## [Given problem]
Rewrite the data below, replacing "relevant region" with "matching region" wherever it occurs and keeping every other character unchanged.

Dataset rows:
[START]

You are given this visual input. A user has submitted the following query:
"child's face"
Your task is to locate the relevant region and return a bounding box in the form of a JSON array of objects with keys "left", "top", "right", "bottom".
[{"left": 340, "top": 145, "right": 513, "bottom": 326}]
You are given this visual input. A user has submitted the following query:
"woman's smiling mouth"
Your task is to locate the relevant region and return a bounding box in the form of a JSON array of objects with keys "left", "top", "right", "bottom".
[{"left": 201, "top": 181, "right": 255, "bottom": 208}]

[END]

## [Worked answer]
You are given this visual input. A user has submitted the following query:
"child's face"
Your task is to locate the matching region and return a bounding box in the form of a JSON array of objects with keys "left", "top", "right", "bottom".
[{"left": 340, "top": 145, "right": 513, "bottom": 326}]
You are given this visual input. A user has submitted the following query:
"woman's smiling mouth"
Your task is to locate the matching region and return a bounding box in the form of a JSON array of objects with keys "left", "top", "right", "bottom".
[{"left": 201, "top": 181, "right": 255, "bottom": 208}]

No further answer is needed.